- STATED GOAL: Continue the forum answer on grouping rows by id into a list of dictionaries, picking up after its final sentence.

Don't forget to mark the answer you end up using. –  Geoff Feb 11 at 4:00

3 Answers 3

up vote 3 down vote accepted

The problem is that you aren't looking to see if you've already added a dict with the given id to ld ("Have I already added the element with id 53 to the list?"). You need to check to see if you've already added it.

The first thing that comes to mind is storing previous ids in a dict mapping the to the index. This doesn't increase the runtime complexity.

ld = []
encountered_id_index = {}
for a, b, c, d, e in z:
    if a in encountered_id_index:
        index = encountered_id_index[a]
        ld_dict = ld[index]
        ld_dict['hashtags'].append({'platform': d, 'hashtag': e, 'tag_id': c})
    else:
        ld.append({ 'id': a,
                    'name': b,
                    'hashtags': [{'platform': d, 'hashtag': e, 'tag_id': c}]
        })
        index = len(ld) - 1
        encountered_id_index[a] = index

This is untested, but I think that should get the job done.

Unrelated, but I'd recommend changing the variable names in the for loop to something more meaningful. "id" instead of "a", "name" instead of "b", etc. I promise you that if you learn to properly name your variables now, you'll have fewer headaches in the future. It dramatically increases readability of your code.

- DATA SUPPLIED:
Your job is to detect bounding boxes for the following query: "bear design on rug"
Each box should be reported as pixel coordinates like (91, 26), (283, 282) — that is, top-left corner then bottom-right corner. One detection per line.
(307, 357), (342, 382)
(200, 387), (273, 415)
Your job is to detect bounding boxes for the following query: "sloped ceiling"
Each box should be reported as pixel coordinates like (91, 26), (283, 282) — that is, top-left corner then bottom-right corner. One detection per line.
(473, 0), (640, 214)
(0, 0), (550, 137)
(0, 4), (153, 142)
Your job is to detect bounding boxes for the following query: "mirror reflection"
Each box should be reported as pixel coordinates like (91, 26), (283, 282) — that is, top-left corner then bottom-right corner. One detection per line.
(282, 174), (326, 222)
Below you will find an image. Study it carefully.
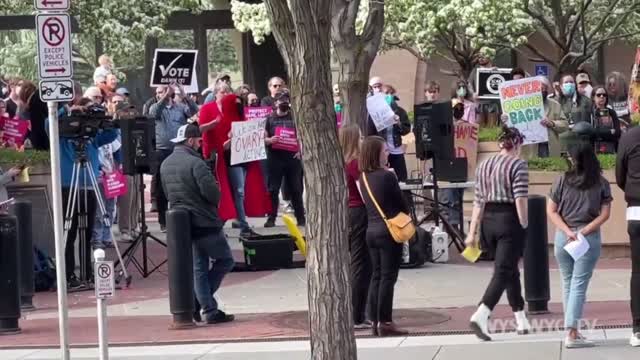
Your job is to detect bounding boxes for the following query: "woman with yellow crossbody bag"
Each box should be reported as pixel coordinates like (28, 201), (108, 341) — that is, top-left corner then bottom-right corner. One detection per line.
(358, 136), (415, 336)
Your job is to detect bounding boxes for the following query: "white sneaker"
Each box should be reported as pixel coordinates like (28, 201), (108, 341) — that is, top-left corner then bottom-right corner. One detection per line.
(469, 304), (491, 341)
(513, 310), (531, 335)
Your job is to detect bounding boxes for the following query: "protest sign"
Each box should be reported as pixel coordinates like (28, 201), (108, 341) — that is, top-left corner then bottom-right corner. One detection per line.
(2, 118), (30, 147)
(244, 106), (273, 121)
(367, 94), (396, 131)
(453, 121), (480, 180)
(271, 127), (300, 152)
(500, 77), (549, 145)
(231, 118), (267, 165)
(151, 49), (198, 94)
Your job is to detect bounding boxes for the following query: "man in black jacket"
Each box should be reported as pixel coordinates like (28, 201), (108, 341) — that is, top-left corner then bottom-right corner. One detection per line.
(367, 85), (411, 181)
(160, 124), (234, 324)
(616, 127), (640, 346)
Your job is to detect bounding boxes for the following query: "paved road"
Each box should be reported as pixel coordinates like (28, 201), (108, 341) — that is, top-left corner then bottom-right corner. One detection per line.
(0, 329), (640, 360)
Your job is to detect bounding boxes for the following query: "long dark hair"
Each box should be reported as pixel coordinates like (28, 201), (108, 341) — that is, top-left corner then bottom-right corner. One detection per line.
(565, 143), (602, 190)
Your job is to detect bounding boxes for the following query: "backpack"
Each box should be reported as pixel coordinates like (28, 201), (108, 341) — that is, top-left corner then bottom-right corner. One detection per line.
(33, 246), (56, 292)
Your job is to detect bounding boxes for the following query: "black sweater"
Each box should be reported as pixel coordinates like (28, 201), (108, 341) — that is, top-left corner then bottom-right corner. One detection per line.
(616, 127), (640, 206)
(360, 169), (409, 226)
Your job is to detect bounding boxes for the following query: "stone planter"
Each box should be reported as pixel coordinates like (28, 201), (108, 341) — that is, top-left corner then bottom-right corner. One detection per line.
(0, 164), (55, 257)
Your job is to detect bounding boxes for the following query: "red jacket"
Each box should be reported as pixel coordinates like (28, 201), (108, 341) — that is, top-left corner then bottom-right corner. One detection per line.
(199, 94), (271, 220)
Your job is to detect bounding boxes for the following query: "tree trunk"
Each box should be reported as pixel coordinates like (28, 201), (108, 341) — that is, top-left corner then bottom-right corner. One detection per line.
(265, 0), (357, 360)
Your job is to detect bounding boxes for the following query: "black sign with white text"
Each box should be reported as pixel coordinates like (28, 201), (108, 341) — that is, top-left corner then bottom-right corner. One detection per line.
(151, 49), (198, 87)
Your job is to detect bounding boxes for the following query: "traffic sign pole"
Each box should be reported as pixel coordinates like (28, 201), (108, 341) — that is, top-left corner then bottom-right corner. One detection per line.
(93, 249), (113, 360)
(47, 101), (70, 360)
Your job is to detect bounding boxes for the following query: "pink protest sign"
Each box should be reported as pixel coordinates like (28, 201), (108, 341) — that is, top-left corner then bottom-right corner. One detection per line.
(244, 106), (273, 121)
(102, 170), (128, 199)
(2, 117), (30, 147)
(271, 127), (300, 152)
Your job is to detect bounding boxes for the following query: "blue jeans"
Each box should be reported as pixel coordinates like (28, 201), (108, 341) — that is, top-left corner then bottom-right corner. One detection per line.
(227, 166), (250, 231)
(555, 231), (602, 329)
(193, 229), (234, 314)
(93, 191), (116, 244)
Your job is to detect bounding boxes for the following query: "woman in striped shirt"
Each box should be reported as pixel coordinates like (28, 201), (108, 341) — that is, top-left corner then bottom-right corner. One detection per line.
(466, 128), (530, 341)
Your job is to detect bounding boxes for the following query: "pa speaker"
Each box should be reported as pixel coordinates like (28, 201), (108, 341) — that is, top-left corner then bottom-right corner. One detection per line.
(120, 117), (156, 175)
(413, 100), (455, 160)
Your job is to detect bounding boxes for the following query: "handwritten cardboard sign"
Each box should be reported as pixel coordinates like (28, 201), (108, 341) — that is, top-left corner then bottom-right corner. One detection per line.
(102, 170), (128, 199)
(244, 106), (273, 121)
(2, 117), (31, 147)
(453, 121), (480, 180)
(367, 94), (396, 131)
(231, 119), (267, 165)
(500, 77), (549, 145)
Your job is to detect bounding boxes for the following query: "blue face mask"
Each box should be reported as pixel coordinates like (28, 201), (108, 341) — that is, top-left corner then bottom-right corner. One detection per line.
(384, 95), (393, 105)
(562, 83), (576, 96)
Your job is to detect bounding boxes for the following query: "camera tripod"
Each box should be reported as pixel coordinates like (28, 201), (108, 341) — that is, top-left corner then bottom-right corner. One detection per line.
(63, 138), (129, 291)
(114, 173), (167, 287)
(411, 157), (465, 252)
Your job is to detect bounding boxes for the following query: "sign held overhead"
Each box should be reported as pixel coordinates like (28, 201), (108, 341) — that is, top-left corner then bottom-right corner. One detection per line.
(35, 0), (70, 11)
(36, 14), (73, 79)
(151, 49), (198, 93)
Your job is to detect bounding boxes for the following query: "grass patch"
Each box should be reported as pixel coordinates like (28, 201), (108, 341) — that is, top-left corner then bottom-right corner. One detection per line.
(0, 149), (50, 166)
(528, 154), (616, 172)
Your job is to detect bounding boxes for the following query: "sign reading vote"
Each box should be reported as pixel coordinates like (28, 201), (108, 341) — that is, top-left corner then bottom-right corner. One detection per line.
(231, 118), (267, 165)
(151, 49), (198, 92)
(500, 77), (549, 145)
(36, 14), (73, 79)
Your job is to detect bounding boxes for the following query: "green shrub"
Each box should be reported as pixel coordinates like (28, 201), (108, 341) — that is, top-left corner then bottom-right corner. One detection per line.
(0, 148), (50, 170)
(528, 154), (616, 171)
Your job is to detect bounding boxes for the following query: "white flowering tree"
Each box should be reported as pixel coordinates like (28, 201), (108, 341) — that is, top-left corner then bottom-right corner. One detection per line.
(384, 0), (533, 79)
(518, 0), (640, 73)
(231, 0), (382, 129)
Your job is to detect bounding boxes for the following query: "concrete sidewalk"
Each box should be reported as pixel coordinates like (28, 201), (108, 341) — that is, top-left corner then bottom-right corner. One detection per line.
(0, 329), (640, 360)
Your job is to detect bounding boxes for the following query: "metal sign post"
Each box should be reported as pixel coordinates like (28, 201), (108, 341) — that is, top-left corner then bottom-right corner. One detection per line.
(93, 249), (116, 360)
(34, 0), (74, 360)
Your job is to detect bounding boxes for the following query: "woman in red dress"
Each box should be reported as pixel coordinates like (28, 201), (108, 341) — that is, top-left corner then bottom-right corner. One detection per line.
(199, 82), (271, 235)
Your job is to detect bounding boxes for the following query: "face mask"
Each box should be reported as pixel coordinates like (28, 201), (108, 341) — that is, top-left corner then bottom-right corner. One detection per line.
(562, 83), (576, 96)
(384, 95), (393, 105)
(453, 107), (464, 119)
(278, 103), (290, 112)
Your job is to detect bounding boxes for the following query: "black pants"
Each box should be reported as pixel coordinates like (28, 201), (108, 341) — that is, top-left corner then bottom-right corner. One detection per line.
(151, 150), (173, 226)
(389, 154), (408, 182)
(367, 223), (402, 323)
(482, 203), (526, 312)
(349, 206), (371, 324)
(627, 221), (640, 333)
(62, 188), (96, 280)
(269, 156), (305, 222)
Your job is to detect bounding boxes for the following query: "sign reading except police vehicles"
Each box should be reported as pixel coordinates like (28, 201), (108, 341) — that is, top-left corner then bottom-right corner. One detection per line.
(476, 68), (513, 99)
(34, 0), (70, 11)
(151, 49), (198, 93)
(36, 14), (73, 80)
(94, 261), (116, 299)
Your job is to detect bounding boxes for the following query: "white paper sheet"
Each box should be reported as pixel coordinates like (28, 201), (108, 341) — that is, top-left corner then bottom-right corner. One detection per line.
(564, 233), (590, 261)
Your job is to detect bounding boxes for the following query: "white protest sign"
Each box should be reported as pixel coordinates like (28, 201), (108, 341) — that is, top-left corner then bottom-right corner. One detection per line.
(231, 119), (267, 165)
(500, 77), (549, 145)
(367, 94), (396, 131)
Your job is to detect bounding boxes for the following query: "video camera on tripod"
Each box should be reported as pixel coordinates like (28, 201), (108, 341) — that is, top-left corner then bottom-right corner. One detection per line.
(60, 105), (120, 139)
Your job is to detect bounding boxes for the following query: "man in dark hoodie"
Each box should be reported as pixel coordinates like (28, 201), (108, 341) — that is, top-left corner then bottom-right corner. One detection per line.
(616, 127), (640, 347)
(367, 85), (411, 181)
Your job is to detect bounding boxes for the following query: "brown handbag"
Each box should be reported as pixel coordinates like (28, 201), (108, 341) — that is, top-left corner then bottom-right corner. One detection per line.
(362, 173), (416, 244)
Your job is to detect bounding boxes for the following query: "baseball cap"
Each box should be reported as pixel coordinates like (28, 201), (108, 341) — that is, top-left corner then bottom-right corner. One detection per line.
(116, 88), (129, 96)
(171, 124), (202, 144)
(576, 73), (591, 84)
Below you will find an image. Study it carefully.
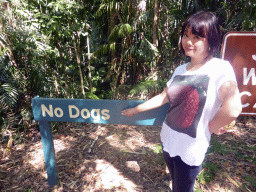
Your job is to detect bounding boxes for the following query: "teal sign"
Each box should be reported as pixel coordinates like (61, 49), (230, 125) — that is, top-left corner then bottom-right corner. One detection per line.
(32, 96), (169, 186)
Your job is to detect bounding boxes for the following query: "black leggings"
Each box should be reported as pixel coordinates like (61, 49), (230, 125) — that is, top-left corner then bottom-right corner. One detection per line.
(163, 151), (202, 192)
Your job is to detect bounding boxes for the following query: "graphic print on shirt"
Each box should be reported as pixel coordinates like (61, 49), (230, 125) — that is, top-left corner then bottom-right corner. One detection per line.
(165, 75), (209, 138)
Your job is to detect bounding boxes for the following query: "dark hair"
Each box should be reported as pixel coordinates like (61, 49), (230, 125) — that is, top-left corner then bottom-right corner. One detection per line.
(180, 11), (221, 57)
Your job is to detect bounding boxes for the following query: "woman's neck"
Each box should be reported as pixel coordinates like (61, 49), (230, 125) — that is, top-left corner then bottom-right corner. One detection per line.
(187, 57), (213, 71)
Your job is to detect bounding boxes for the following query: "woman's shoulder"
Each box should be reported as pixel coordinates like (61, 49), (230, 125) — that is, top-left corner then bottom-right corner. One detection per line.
(211, 57), (231, 66)
(175, 63), (188, 73)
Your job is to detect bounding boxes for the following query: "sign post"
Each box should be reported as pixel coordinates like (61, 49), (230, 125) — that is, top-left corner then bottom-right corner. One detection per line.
(32, 96), (169, 186)
(221, 32), (256, 115)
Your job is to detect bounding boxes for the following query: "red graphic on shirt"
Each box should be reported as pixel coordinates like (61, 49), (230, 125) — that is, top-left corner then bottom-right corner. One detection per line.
(175, 86), (199, 129)
(165, 75), (209, 138)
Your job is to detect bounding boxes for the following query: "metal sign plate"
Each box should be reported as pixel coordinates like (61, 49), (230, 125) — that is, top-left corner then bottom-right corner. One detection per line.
(221, 32), (256, 115)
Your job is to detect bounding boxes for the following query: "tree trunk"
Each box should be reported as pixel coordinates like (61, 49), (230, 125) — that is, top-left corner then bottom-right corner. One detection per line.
(72, 36), (85, 98)
(87, 34), (93, 93)
(153, 0), (158, 47)
(57, 39), (70, 98)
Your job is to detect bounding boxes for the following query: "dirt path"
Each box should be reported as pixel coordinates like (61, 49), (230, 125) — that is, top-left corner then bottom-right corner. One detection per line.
(0, 118), (256, 192)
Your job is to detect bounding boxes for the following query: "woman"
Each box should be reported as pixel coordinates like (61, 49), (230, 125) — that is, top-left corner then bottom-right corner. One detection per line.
(122, 12), (242, 192)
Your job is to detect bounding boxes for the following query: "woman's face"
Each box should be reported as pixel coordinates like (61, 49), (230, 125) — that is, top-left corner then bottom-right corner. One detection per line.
(182, 28), (209, 59)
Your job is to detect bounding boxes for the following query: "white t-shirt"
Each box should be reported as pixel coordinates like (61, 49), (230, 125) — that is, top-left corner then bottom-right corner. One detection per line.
(160, 58), (236, 166)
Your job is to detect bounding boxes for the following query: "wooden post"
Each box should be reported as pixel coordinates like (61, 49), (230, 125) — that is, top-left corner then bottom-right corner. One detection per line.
(39, 121), (58, 186)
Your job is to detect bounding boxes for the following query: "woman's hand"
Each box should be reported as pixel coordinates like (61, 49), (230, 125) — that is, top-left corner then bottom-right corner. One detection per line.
(121, 108), (138, 117)
(121, 88), (168, 117)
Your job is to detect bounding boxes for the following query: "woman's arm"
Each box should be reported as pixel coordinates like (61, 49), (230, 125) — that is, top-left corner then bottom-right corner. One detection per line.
(209, 81), (242, 135)
(122, 88), (168, 117)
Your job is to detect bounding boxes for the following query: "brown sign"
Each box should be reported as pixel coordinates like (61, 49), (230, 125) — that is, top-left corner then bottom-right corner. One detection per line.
(221, 32), (256, 115)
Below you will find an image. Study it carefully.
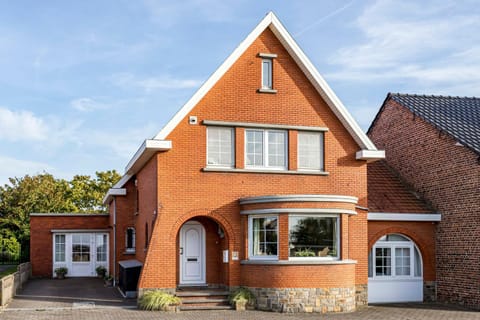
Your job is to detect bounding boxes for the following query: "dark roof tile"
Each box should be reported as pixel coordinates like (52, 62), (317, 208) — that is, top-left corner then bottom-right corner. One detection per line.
(387, 93), (480, 154)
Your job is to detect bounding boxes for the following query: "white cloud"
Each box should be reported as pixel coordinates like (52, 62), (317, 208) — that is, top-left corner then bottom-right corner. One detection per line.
(111, 73), (202, 93)
(0, 107), (49, 141)
(327, 1), (480, 95)
(70, 98), (109, 112)
(0, 156), (54, 183)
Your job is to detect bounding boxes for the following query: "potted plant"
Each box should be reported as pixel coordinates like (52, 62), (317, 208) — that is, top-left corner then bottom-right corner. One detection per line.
(228, 287), (256, 311)
(55, 267), (68, 279)
(138, 290), (181, 311)
(95, 266), (107, 278)
(103, 274), (113, 287)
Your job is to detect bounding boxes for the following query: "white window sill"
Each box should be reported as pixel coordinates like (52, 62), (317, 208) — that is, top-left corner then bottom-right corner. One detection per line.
(257, 88), (277, 93)
(240, 259), (357, 265)
(202, 167), (329, 176)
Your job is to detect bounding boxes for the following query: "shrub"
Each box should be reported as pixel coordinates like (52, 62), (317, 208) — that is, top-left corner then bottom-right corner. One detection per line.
(228, 287), (256, 306)
(138, 290), (180, 311)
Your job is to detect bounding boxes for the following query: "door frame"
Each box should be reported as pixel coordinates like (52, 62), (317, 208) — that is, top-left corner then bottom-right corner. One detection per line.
(178, 220), (207, 286)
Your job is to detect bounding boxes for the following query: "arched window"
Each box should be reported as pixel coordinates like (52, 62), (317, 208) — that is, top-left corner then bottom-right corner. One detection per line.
(368, 234), (422, 279)
(125, 227), (135, 252)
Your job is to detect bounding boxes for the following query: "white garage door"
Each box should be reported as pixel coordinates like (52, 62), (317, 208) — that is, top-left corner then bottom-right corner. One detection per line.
(368, 234), (423, 303)
(52, 232), (108, 277)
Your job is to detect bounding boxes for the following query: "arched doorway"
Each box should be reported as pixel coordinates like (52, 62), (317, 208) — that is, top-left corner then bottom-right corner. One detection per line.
(368, 234), (423, 303)
(179, 220), (206, 285)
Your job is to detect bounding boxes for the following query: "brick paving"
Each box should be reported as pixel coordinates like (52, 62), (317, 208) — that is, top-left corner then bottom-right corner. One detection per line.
(0, 304), (480, 320)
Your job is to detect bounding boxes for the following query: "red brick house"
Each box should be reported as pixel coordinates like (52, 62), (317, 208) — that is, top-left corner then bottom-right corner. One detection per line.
(368, 93), (480, 309)
(31, 13), (448, 312)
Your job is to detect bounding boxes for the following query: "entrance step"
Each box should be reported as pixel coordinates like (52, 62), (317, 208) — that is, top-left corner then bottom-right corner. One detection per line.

- WRITTEN RESPONSE:
share|improve this answer
1  
100% in agreement of not naming variables appropriately. Will change that. –  dt1369 Feb 11 at 0:10
1  
A quick comment for OP extending Geoff's note about variable naming: the ability to troubleshoot by catching an exception and printing something like "a is {a} and b is {b} and c is {c}".format(**locals()) is important enough reason to do: "Exception during parsing of tag.\n id: {id}\n name: {name}\ntag_id : {tag_id}\n platform: {platform}\n tagname: {tagname}".format(**locals()). Just be sure to lose any reference to locals before you ship the code to production -- you really shouldn't be relying on exposing your whole namespace in order to make code work! –  Adam Smith Feb 11 at 0:11
1  
@Geoff - accepted (with minor edit) your answer for it's simplicity, elegance and without using any other data structure. Though for learning, I will try out other answers as well. tx –  dt1369 Feb 11 at 16:12
    
I always mix up add and append in Python. Java is engrained in my head. I just removed some redundant code to make my solution slightly shorter. –  Geoff Feb 11 at 17:05
from collections import defaultdict, namedtuple

HashTag = namedtuple('HashTag', ['tag_id', 'platform', 'tag_name'])

class Entries:
    def __init__(self):
        self.entries = defaultdict(list)

    def add_entry(self, id, name, tag_id, platform, tag_name):
        key = (id, name)
        value = HashTag(tag_id, platform, tag_name)
        self.entries[key].append(value)

z1 = Entries()
for entry in z:
    z1.add_entry(*entry)

... the only thing I don't like about this is that you need to know both the id and name to look up an entry. If I were using this seriously, I would modify it to index entries only on id, then have a second dict linking name to id, then implement __ getitem __ such that it will do a lookup on either id or name.

share|improve this answer
    
should do class Entries(object): to follow new-style class definitions (allowing things like decorators and etc). Otherwise a superb answer I was struggling through myself. –  Adam Smith Feb 11 at 0:04
    
@adsmith: for Python 2.x, yes; no longer necessary in Python 3.x –  Hugh Bothwell Feb 11 at 0:05
new = [ ]

def get_index_by_id(id, collection):
    for index, item in enumerate(collection):
        if item['id'] == id:
            return index
    return -1

for id, name, tag_id, platform, tag_name in old:
    index = get_index_by_id(id, new)
    if index == -1:
        new.append({
            'id': id,
            'name': name,
            'hashtags': [ ]
        })
    new[index]['hashtags'].append({
        'tag_id': tag_id,
        'platform': platform,
        'tagname': tag_name,
    })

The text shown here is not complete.